## Фрагмент документа
- - - -

Но теперь все это у меня смутно, перепутано, все поглощено одним — видел любовь, видел воплощение ангела, — и быстро, как молния, и так же ярко оно прошло — о нет, оно в нас, оно вечно, это свиданье. — Теперь я силен и свят — мне свиданье было необходимо. Natalie, пусть же провидение безусловно царит над нами, лишь бы указывало оно путь. — Идем — быть великим человеком, быть ничтожным… всё, всё, да и разницы нет, выше я не буду. Не молния, а северное сияние, нежно-лазоревое, трепещущее, окруженное снегом. Я чувствовал огонь твоих щек, твой локон касался, я прижимал тебя к этой груди, которая три года задыхалась при одной мысли. Ты говорила. Чего же больше? Умрем… Нет, и это слишком, воля провидения безусловная.
И будто это не сон? Ну пусть сон, за него нельзя взять несон вселенной. Довольно, прощай, еще благослови путника, еще пламенный поцелуй его любви тебе.
<Я даже?>128[128] не хотел давеча долее оставаться, — мне было довольно, о… ничего подобного и тени не было в моей жиз<ни!>
На обороте: Наташе.
160. Н. А. ЗАХАРЬИНОЙ
4 марта 1838 г. Липны.
3 часа ночи. Липны.
50 верст от Влад<имира>.
Ангел, ангел, всю дорогу была ты передо мною. Я счастлив до бесконечности, нет, больше, больше — и ты сделала все это!
161. Н. А. ЗАХАРЬИНОЙ 4 — 5 марта 1838 г. Владимир.
4 марта, пятница.
Сегодня в десятом часу утра сидел у губернатора в кабинете с делами один молодой чиновник — немножко обветрен с дороги, немного уставши — и думал об дивном сне. Да, торжественная минута свиданья! Ты пишешь: нет у бога другого 9 апреля, — но вот 3 марта, оно свято на всю нашу жизнь, оно полно, полно — а всего полчаса. Все заплачено, все выкуплено, забыты прошлые страданья. О, ты ангел, ты велика, необъятна была в ту минуту, когда благословила меня, тогда я не мог быть ровным. И ты не плакала, когда я пошел и пошел, может, опять надолго, — ты не могла плакать, ты выше слез, выше земного была. — Пусть эту минуту изваяют, это высшая минута — 3 марта.

- - - -

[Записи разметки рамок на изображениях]
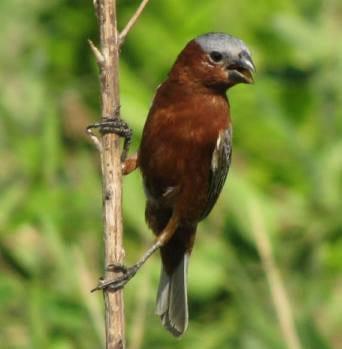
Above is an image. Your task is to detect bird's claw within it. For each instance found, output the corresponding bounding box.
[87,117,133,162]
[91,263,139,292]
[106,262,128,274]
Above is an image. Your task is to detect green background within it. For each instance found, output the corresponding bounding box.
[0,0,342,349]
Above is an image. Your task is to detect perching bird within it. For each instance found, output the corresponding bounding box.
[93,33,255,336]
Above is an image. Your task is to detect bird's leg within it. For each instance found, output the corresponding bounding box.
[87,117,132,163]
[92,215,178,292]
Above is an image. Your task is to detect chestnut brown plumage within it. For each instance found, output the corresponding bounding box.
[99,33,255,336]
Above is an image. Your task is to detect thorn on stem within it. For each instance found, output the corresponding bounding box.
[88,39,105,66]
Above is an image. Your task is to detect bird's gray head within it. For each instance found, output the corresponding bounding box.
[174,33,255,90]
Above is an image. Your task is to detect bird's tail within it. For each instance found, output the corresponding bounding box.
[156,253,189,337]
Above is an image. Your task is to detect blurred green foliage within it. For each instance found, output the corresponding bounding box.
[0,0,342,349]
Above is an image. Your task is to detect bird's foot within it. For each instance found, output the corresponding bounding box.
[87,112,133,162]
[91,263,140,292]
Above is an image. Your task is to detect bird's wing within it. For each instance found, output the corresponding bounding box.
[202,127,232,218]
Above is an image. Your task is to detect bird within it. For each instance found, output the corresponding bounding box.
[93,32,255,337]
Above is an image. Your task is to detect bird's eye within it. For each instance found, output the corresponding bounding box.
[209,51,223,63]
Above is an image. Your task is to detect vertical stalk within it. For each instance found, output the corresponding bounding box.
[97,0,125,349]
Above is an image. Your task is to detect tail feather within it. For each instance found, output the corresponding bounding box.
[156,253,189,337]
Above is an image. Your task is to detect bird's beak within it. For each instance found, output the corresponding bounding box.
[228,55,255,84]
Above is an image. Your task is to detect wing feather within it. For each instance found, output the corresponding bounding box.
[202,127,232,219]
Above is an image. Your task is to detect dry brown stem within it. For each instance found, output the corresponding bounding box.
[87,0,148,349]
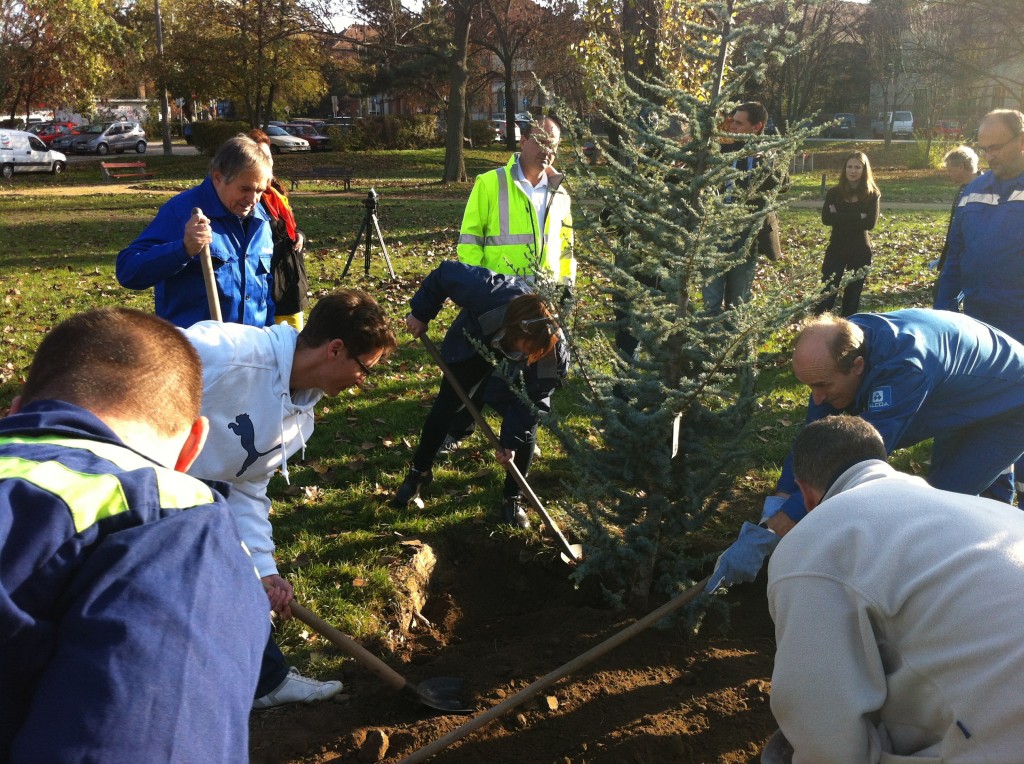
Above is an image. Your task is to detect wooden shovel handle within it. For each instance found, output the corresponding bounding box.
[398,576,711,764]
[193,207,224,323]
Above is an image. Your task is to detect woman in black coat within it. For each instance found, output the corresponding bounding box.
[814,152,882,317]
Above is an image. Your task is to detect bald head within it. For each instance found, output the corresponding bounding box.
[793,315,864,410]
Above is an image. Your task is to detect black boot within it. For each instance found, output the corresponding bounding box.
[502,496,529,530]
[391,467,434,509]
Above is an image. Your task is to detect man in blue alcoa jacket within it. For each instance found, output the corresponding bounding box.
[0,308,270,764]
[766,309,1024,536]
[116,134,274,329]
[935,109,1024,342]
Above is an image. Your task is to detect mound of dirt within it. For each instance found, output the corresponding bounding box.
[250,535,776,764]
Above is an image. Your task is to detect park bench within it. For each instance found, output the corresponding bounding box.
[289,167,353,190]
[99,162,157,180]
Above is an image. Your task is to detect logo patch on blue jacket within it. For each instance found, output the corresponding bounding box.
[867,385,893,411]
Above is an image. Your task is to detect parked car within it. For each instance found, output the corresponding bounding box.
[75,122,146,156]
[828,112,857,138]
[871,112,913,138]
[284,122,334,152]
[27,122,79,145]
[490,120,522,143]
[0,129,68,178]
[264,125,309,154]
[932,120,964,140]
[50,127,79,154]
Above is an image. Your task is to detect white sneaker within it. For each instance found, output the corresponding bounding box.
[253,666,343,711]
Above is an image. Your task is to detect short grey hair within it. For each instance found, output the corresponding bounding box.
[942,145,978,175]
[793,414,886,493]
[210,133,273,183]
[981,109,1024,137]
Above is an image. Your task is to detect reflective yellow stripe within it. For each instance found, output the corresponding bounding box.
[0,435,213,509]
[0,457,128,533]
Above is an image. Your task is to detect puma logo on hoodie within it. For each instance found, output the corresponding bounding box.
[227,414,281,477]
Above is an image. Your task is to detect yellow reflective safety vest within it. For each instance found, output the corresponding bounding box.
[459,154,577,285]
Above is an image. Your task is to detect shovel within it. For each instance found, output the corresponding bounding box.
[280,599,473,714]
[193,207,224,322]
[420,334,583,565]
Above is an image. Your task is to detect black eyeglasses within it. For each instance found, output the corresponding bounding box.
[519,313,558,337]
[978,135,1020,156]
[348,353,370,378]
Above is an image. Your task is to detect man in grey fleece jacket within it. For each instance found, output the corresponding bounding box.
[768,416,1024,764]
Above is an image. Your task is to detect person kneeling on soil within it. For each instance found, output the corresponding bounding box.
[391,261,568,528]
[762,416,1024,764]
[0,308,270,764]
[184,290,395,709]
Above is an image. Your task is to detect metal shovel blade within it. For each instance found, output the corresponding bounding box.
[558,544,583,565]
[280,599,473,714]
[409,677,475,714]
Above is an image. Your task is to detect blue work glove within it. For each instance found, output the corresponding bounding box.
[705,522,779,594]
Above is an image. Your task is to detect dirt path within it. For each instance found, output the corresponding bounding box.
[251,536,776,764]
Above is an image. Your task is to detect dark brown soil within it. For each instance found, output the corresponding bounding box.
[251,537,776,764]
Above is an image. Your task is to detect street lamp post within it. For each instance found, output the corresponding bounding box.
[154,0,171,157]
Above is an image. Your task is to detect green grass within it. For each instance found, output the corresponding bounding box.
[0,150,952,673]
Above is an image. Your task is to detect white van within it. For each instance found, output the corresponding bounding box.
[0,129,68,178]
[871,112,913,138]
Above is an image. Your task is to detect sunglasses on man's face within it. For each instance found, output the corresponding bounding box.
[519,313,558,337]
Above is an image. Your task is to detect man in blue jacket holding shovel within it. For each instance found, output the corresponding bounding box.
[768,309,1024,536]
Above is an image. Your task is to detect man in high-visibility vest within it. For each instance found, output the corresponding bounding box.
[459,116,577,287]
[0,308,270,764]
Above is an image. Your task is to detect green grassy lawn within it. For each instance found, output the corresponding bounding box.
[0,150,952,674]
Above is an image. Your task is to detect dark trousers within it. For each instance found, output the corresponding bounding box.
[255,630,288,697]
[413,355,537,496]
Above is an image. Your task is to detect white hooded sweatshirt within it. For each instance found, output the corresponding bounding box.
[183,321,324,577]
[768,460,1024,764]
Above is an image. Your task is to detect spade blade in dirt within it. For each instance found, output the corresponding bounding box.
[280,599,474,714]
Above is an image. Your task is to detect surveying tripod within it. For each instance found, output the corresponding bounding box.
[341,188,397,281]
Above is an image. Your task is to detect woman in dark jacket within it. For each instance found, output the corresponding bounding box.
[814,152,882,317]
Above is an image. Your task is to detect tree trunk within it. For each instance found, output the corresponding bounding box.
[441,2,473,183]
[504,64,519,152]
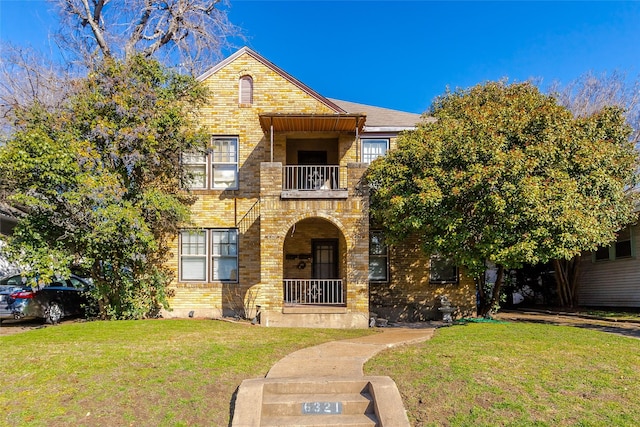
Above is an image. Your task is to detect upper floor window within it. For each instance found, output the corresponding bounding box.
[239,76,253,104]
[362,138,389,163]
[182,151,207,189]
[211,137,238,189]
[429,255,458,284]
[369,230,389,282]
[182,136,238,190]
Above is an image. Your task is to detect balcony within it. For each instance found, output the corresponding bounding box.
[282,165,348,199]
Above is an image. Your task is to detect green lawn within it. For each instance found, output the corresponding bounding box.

- - - -

## Задания
a) Перепишите отрывок фрагмента документа от «160. Н. А. ЗАХАРЬИНОЙ» до «4 марта, пятница.», заменив «пятница» на «суббота».
b) Почему, согласно фрагменту документа, Наташа не плакала, когда автор письма уходил?
Эти записи взяты из другого источника.

## Ответы
a)
160. Н. А. ЗАХАРЬИНОЙ
4 марта 1838 г. Липны.
3 часа ночи. Липны.
50 верст от Влад<имира>.
Ангел, ангел, всю дорогу была ты передо мною. Я счастлив до бесконечности, нет, больше, больше — и ты сделала все это!
161. Н. А. ЗАХАРЬИНОЙ 4 — 5 марта 1838 г. Владимир.
4 марта, суббота.

b) Она не могла плакать, потому что в ту минуту была выше слез, выше земного.